Curso ‘Democracia e razões de Estado’ é concluído com debates sobre servidão voluntária e afetos políticos

No último dia 4, foi concluída a programação de curso Democracia e razões de Estado da EPM, com palestras dos professores Lilia Moritz Schwarcz e Vladmir Safatle. As exposições tiveram a participação dos coordenadores do curso, desembargadores Paulo Magalhães da Costa Coelho e Dimas Borelli Thomaz Júnior e juiz Luis Manuel Fonseca Pires.

 

O debate foi iniciado pela professora Lilia Moritz, que abordou o tema  “Servidão voluntária e violências simbólicas”, embasando sua argumentação na teoria do filósofo e humanista francês Étienne de La Boétie (1530-1563). Ele afirmava que o homem possui uma natureza livre e só pode subjugar-se à servidão por meio da coerção, ainda que esta não se apresente  diretamente. A professora exemplificou com situações que tornam essa coerção possível, citando o hábito, a perda do desejo de autonomia por meio do medo e a ideia de participação no sistema ao qual o indivíduo está inserido.

Tarefas do exercício »
1: Reproduza o trecho da notícia sobre o curso, começando pelas palavras "No último dia" e parando após "Manuel Fonseca Pires.".
2: Dê prosseguimento à notícia sobre o encerramento do curso Democracia e razões de Estado, a partir da última frase apresentada.

Dados fornecidos »
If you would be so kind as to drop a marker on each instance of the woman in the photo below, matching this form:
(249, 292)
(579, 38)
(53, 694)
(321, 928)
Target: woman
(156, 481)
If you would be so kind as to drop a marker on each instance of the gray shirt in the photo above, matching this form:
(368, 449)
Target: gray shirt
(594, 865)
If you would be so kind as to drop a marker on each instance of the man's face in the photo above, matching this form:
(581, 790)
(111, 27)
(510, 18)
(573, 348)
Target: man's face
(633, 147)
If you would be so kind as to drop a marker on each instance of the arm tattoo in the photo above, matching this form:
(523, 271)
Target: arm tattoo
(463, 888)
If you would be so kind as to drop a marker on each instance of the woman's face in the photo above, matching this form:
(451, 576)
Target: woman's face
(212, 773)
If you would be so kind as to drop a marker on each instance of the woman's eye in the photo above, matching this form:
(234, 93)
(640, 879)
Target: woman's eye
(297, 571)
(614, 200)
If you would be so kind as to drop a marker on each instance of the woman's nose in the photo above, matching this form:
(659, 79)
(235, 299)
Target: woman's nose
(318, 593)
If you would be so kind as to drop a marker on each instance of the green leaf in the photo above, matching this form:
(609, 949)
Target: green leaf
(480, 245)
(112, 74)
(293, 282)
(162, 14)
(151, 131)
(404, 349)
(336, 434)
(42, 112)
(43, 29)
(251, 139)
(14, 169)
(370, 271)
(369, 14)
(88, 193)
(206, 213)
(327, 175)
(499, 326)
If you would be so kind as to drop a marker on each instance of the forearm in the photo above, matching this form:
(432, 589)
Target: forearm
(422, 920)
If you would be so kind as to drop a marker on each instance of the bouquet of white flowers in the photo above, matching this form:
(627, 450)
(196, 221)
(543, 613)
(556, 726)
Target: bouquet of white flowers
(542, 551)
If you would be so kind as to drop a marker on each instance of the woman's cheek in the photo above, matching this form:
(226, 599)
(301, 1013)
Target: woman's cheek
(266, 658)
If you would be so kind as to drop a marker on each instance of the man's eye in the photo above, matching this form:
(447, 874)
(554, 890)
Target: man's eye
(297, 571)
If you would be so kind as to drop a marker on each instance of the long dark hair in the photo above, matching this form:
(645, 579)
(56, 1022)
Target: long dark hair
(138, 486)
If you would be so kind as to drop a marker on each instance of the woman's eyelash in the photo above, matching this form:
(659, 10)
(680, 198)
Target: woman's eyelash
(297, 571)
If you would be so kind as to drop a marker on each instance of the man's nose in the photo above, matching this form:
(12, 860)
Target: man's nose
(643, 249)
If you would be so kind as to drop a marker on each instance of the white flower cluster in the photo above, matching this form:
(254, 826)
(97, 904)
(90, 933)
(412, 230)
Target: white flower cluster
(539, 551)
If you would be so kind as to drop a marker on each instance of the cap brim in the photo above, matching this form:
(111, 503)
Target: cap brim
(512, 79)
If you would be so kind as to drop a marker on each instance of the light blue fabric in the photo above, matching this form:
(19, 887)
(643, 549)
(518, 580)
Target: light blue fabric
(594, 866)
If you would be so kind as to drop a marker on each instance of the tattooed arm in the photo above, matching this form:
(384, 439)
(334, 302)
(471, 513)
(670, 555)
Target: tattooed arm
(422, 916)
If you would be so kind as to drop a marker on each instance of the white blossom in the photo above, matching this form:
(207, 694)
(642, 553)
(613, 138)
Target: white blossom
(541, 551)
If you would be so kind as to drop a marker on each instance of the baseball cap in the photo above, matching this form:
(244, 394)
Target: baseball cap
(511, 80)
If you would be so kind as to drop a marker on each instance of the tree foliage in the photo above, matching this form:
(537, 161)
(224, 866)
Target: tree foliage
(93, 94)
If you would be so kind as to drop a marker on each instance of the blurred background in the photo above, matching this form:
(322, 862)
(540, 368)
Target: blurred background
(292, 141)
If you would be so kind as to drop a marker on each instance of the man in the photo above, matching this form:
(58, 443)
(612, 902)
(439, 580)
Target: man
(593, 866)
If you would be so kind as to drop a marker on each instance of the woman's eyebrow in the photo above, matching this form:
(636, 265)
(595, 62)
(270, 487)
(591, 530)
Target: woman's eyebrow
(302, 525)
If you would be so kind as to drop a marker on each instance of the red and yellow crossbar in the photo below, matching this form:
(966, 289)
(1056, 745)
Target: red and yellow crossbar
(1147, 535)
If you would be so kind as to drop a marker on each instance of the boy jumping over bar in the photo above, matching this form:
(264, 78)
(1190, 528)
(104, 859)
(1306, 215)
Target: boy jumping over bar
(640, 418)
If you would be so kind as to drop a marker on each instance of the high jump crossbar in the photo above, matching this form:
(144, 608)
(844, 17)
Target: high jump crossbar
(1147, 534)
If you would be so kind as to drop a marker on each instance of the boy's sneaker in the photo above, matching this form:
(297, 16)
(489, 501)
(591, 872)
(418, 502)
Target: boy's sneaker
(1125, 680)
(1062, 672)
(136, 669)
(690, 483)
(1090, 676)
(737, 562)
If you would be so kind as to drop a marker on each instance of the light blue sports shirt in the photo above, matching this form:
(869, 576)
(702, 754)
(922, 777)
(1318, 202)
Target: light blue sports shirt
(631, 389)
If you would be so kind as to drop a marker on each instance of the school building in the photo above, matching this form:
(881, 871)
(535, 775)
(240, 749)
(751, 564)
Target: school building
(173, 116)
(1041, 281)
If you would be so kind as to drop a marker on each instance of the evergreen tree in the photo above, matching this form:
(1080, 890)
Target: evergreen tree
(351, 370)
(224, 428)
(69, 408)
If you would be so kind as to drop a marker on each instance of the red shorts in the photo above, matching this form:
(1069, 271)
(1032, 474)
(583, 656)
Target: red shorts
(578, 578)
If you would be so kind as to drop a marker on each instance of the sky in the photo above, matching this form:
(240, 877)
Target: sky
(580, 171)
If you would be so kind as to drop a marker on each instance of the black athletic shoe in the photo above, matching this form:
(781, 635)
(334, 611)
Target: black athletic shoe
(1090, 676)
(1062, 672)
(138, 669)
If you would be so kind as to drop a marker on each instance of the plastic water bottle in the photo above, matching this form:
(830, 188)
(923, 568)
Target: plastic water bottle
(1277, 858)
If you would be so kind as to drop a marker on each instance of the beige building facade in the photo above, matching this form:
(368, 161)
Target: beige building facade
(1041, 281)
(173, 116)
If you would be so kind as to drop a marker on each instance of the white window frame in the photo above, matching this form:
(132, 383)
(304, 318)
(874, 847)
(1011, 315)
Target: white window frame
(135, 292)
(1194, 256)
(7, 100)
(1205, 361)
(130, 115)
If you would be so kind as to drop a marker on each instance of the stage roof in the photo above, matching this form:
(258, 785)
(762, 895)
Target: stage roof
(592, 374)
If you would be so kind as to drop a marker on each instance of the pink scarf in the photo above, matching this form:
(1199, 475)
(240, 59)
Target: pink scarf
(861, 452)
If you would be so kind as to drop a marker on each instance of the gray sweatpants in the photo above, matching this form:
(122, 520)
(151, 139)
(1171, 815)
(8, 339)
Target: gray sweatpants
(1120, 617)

Respostas do exercício »
1:
No último dia 4, foi concluída a programação de curso Democracia e razões de Estado da EPM, com palestras dos professores Lilia Moritz Schwarcz e Vladmir Safatle. As exposições tiveram a participação dos coordenadores do curso, desembargadores Paulo Magalhães da Costa Coelho e Dimas Borelli Thomaz Júnior e juiz Luis Manuel Fonseca Pires.

2:
Em seguida, a palestrante mencionou o antropólogo e filósofo belga Claude Lévi-Strauss (1908-2009), que, em seus textos "A eficácia simbólica” e “O feiticeiro e sua magia", associa o êxito de um curandeiro à imagem e fé que o povo possui em seus métodos. Para Lilia Moritz, é dessa maneira  que se estabiliza o governo de um tirano: enquanto as pessoas subjugarem-se voluntariamente a seu poder (e, por conseguinte, enquanto durarem as razões que permitem tal servidão), ele poderá manter-se em sua posição.

 

Lilia Moritz observou também que "racionalizamos a violência simbólica por meio de um discurso de naturalidade", citando a escravidão no Brasil colonial como maior exemplo. E complementou ponderando que uma das maneiras mais contundentes de se perpetuar tal violência é o silenciamento daqueles que a sofrem.

 

Afetos políticos

 

Na sequência, Vladmir Safatle discorreu sobre o tema “Afetos políticos”, lembrando, inicialmente, que as sociedades não se organizam somente com base na produção de bens e distribuição e redistribuição de riquezas, mas também a partir de “um modo de circulação e produção de afetos”.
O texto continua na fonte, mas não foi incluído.